• _TASK DETAILS_
Format the items as a Markdown table with the columns Row and Line, one row per line, from the start of the items up to and including the line with "[129,84,255,233]". Leave out blank lines.

• _EXTRACTED ENTRIES_
= = = = =
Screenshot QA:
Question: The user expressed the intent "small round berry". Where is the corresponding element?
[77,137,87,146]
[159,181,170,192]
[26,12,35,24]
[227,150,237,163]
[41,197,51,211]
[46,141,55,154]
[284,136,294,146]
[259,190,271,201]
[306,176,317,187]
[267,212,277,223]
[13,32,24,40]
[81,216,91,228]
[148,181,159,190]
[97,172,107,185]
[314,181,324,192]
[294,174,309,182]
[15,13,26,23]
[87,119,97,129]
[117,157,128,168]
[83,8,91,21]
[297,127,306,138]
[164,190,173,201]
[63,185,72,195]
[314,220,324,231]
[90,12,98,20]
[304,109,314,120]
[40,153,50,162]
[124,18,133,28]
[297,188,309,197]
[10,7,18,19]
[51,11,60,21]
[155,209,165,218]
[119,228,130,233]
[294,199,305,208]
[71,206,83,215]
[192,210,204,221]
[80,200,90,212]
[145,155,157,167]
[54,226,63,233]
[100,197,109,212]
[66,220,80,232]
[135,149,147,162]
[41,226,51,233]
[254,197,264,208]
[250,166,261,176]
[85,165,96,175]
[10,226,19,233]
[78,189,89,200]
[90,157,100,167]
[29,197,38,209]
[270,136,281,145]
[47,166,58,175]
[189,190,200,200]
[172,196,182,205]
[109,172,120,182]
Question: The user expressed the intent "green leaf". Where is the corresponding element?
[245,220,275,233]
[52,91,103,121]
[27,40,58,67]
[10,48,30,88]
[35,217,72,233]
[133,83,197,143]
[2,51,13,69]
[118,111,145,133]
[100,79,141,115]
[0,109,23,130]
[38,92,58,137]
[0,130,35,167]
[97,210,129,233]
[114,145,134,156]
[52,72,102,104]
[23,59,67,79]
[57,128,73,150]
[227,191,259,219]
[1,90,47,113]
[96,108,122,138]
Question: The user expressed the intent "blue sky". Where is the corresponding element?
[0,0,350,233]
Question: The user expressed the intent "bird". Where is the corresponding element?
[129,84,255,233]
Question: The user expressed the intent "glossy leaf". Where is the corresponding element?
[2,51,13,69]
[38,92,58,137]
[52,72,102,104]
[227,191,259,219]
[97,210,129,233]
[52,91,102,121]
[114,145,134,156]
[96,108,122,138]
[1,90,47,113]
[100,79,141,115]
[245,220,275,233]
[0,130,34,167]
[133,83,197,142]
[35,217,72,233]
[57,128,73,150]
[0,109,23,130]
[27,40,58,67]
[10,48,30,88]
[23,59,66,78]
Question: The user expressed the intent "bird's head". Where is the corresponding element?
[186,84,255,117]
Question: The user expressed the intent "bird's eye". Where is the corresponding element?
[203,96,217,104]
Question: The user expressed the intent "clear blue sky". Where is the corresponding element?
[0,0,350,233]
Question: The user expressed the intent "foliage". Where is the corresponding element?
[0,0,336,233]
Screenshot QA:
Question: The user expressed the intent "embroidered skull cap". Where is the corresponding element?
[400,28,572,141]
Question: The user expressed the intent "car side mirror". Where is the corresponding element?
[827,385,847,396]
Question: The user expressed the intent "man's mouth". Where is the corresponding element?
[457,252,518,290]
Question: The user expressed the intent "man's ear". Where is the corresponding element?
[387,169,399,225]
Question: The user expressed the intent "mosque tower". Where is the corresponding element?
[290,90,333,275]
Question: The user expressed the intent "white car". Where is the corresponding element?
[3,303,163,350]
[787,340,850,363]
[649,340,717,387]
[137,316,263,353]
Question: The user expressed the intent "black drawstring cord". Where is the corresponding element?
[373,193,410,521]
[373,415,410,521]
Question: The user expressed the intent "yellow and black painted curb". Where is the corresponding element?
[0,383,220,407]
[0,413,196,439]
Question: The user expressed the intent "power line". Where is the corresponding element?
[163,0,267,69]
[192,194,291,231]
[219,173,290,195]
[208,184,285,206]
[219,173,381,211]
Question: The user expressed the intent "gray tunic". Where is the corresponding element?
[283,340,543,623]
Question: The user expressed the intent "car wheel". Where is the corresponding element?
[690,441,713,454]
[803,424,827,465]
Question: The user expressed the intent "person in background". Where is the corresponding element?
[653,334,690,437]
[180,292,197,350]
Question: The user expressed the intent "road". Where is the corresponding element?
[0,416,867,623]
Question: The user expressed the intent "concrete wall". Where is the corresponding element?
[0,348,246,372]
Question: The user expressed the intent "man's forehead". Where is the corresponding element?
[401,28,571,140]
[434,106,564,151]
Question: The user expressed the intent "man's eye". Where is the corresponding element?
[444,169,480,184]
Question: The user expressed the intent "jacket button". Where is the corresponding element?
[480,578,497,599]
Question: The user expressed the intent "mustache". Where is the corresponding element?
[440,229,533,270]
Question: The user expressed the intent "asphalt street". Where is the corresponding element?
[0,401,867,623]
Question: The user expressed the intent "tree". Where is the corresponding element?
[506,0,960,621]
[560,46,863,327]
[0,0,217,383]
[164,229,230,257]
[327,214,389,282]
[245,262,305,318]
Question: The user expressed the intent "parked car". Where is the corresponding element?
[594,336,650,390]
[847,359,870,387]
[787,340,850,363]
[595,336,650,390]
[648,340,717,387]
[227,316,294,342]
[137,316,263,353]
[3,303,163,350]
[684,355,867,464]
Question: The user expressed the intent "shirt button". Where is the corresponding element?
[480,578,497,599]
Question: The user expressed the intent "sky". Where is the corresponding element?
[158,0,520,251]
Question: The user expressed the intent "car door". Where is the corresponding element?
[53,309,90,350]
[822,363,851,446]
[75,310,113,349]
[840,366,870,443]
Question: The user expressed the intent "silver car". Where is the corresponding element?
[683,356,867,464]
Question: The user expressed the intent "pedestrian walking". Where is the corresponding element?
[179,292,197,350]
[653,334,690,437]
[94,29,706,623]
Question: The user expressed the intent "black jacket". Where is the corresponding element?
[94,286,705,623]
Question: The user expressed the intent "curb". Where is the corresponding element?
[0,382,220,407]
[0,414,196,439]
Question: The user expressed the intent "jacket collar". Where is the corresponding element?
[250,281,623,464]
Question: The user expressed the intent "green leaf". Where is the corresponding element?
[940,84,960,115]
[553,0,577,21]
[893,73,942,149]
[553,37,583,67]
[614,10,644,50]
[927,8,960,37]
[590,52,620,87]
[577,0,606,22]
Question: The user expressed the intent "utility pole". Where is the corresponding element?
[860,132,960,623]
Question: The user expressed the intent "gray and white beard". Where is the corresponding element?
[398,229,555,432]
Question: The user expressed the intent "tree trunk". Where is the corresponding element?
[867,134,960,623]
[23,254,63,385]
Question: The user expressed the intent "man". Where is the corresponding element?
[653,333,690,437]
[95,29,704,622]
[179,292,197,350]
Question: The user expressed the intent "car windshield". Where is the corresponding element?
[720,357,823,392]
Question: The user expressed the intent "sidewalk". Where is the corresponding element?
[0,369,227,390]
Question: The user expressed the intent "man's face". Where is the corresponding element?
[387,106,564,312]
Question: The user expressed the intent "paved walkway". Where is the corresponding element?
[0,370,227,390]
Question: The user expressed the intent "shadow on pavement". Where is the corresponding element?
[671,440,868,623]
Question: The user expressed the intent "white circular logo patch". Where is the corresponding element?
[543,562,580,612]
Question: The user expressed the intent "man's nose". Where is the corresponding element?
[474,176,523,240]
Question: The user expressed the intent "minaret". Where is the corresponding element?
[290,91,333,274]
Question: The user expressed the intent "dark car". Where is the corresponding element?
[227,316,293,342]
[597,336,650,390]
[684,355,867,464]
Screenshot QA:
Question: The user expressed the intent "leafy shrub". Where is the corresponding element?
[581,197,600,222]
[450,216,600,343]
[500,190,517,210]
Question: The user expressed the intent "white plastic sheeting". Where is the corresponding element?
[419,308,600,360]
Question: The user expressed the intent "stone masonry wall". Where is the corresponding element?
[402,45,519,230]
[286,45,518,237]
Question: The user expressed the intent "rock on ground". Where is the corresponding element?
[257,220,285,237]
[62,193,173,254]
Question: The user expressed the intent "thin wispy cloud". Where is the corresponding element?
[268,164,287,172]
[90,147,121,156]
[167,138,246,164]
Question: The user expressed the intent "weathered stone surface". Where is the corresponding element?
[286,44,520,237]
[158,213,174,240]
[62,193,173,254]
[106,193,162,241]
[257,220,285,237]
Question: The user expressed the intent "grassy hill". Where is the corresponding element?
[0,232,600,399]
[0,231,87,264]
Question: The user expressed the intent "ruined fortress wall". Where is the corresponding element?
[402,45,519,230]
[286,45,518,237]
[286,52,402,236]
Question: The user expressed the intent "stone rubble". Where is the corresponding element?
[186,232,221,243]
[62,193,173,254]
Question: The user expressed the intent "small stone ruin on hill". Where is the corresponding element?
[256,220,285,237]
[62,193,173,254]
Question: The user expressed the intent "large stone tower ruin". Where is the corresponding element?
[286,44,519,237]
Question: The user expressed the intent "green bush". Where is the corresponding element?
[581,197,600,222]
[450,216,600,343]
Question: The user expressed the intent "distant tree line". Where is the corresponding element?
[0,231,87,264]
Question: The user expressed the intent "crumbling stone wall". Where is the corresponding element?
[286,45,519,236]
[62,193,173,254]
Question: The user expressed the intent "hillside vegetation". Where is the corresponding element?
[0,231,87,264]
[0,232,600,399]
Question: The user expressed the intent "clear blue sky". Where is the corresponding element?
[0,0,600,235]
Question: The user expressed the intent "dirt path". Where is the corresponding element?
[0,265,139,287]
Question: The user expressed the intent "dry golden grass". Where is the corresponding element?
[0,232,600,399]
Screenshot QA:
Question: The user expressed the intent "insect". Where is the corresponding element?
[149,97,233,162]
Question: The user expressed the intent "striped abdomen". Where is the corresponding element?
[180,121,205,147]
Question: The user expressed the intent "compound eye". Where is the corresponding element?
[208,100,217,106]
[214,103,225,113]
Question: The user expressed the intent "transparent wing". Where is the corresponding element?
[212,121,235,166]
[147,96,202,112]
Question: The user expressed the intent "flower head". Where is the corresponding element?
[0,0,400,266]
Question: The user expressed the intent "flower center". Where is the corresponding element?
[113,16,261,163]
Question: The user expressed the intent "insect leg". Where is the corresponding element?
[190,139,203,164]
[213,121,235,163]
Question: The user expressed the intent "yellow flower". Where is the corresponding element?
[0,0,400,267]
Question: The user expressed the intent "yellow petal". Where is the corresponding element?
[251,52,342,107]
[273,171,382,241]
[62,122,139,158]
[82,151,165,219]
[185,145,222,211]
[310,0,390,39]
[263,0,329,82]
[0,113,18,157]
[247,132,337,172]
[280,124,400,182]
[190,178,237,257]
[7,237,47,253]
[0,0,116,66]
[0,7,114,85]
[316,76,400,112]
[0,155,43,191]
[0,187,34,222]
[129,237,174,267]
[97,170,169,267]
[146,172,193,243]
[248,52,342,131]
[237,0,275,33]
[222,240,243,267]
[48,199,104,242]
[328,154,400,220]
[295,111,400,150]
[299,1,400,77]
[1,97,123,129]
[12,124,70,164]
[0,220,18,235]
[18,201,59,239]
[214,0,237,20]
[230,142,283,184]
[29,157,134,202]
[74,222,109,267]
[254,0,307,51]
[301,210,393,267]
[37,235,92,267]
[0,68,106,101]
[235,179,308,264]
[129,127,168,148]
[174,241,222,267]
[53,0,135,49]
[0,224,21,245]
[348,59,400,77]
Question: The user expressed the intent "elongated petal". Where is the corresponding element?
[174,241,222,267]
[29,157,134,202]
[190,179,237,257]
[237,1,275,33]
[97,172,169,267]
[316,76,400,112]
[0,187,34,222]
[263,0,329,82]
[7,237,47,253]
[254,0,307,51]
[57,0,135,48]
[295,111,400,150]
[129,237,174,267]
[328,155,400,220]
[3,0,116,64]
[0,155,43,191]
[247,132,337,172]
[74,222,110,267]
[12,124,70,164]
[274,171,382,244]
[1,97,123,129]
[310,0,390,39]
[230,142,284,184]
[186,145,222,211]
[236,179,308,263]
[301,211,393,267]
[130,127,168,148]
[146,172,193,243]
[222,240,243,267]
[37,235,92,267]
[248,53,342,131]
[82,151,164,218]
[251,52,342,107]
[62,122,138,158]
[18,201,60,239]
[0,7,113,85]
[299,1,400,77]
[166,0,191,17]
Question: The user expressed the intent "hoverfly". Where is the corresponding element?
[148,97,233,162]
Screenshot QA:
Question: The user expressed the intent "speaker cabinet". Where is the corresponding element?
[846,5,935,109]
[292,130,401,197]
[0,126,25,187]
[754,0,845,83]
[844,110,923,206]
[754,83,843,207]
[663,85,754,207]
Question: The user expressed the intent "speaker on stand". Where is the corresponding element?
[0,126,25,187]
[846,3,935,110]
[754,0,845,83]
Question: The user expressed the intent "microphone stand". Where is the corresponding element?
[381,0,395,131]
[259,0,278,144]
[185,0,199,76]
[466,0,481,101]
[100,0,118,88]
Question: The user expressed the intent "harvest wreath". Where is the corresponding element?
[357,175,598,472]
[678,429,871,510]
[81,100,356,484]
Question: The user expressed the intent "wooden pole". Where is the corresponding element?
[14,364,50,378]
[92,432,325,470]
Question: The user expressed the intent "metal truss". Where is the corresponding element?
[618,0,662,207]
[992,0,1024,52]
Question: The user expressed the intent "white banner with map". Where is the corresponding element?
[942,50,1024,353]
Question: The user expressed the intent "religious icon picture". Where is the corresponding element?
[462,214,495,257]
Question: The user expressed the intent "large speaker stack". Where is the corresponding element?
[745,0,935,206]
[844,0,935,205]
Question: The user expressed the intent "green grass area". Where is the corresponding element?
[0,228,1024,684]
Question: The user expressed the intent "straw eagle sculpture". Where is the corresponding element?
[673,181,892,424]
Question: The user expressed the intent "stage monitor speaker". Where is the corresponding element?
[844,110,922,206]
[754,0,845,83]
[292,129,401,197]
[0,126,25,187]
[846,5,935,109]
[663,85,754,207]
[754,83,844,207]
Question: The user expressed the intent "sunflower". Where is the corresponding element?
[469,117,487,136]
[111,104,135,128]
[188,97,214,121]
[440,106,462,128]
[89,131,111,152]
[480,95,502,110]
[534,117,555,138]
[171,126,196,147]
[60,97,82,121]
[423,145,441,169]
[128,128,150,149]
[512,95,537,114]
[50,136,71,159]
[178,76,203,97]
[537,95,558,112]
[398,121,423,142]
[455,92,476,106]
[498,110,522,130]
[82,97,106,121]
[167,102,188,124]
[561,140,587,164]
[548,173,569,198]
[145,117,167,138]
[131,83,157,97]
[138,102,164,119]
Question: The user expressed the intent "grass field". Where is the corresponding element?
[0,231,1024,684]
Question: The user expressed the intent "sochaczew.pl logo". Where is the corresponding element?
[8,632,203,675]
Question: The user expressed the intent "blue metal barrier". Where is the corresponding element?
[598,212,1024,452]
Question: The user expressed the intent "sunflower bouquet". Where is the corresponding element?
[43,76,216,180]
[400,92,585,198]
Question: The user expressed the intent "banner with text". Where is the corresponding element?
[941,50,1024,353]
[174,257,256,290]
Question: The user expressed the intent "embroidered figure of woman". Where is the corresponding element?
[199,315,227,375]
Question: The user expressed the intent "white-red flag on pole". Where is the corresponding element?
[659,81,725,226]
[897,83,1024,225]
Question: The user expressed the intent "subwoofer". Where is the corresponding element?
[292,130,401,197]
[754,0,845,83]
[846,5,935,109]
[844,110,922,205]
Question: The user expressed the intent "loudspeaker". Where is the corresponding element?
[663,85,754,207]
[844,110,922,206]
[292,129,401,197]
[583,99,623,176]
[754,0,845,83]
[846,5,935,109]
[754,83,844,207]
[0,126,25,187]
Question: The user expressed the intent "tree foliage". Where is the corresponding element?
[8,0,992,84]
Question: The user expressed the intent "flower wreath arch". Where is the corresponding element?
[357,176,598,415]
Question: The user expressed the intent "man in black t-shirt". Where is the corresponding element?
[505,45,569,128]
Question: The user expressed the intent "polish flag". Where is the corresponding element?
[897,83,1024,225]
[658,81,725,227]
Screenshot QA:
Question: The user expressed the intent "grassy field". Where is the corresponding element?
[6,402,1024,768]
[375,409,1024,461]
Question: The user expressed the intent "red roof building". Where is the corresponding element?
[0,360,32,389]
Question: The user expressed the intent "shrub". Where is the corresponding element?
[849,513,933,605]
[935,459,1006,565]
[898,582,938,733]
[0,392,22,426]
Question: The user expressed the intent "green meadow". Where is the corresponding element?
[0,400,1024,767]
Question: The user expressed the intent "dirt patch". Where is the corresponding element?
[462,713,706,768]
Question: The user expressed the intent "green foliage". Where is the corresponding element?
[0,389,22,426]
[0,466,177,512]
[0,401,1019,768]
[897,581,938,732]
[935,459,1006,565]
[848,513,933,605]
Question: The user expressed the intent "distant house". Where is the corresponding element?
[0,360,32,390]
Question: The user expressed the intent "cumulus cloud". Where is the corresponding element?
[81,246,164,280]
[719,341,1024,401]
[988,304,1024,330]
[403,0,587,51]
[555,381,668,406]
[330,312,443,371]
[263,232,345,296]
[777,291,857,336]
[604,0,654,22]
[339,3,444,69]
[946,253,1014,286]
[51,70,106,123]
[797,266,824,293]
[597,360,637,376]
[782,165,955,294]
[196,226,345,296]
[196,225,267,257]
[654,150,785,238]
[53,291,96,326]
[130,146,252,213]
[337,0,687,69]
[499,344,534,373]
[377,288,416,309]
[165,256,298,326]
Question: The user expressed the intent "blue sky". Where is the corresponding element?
= = = = =
• _EXERCISE OUTPUT_
| Row | Line |
|---|---|
| 1 | Screenshot QA: |
| 2 | Question: The user expressed the intent "small round berry". Where is the corresponding element? |
| 3 | [77,137,87,146] |
| 4 | [159,181,170,192] |
| 5 | [26,12,35,24] |
| 6 | [227,150,237,163] |
| 7 | [41,197,51,211] |
| 8 | [46,141,55,154] |
| 9 | [284,136,294,146] |
| 10 | [259,190,271,201] |
| 11 | [306,176,317,187] |
| 12 | [267,212,277,223] |
| 13 | [13,32,24,40] |
| 14 | [81,216,91,228] |
| 15 | [148,181,159,190] |
| 16 | [97,172,107,185] |
| 17 | [314,181,324,192] |
| 18 | [294,174,309,182] |
| 19 | [15,13,26,23] |
| 20 | [87,119,97,129] |
| 21 | [117,157,128,168] |
| 22 | [83,8,91,21] |
| 23 | [297,127,306,138] |
| 24 | [164,190,173,201] |
| 25 | [63,185,72,195] |
| 26 | [314,220,324,231] |
| 27 | [90,12,98,20] |
| 28 | [304,109,314,120] |
| 29 | [40,153,50,162] |
| 30 | [124,18,133,28] |
| 31 | [297,188,309,197] |
| 32 | [10,7,18,19] |
| 33 | [51,11,60,21] |
| 34 | [155,209,165,218] |
| 35 | [119,228,130,233] |
| 36 | [294,199,305,208] |
| 37 | [71,206,83,215] |
| 38 | [192,210,204,221] |
| 39 | [80,200,90,212] |
| 40 | [145,155,157,167] |
| 41 | [54,226,63,233] |
| 42 | [100,197,109,212] |
| 43 | [66,220,80,232] |
| 44 | [135,149,147,162] |
| 45 | [41,226,51,233] |
| 46 | [254,197,264,208] |
| 47 | [250,166,261,176] |
| 48 | [85,165,96,175] |
| 49 | [10,226,19,233] |
| 50 | [78,189,89,200] |
| 51 | [90,157,100,167] |
| 52 | [29,197,38,209] |
| 53 | [270,136,281,145] |
| 54 | [47,166,58,175] |
| 55 | [189,190,200,200] |
| 56 | [172,196,182,205] |
| 57 | [109,172,120,182] |
| 58 | Question: The user expressed the intent "green leaf". Where is the corresponding element? |
| 59 | [245,220,275,233] |
| 60 | [52,91,103,121] |
| 61 | [27,40,58,67] |
| 62 | [10,48,30,88] |
| 63 | [35,217,72,233] |
| 64 | [133,83,197,143] |
| 65 | [2,51,13,69] |
| 66 | [118,111,145,133] |
| 67 | [100,79,141,115] |
| 68 | [0,109,23,130] |
| 69 | [38,92,58,137] |
| 70 | [0,130,35,167] |
| 71 | [97,210,129,233] |
| 72 | [114,145,134,156] |
| 73 | [52,72,102,104] |
| 74 | [23,59,67,79] |
| 75 | [57,128,73,150] |
| 76 | [227,191,259,219] |
| 77 | [1,90,47,113] |
| 78 | [96,108,122,138] |
| 79 | Question: The user expressed the intent "blue sky". Where is the corresponding element? |
| 80 | [0,0,350,233] |
| 81 | Question: The user expressed the intent "bird". Where is the corresponding element? |
| 82 | [129,84,255,233] |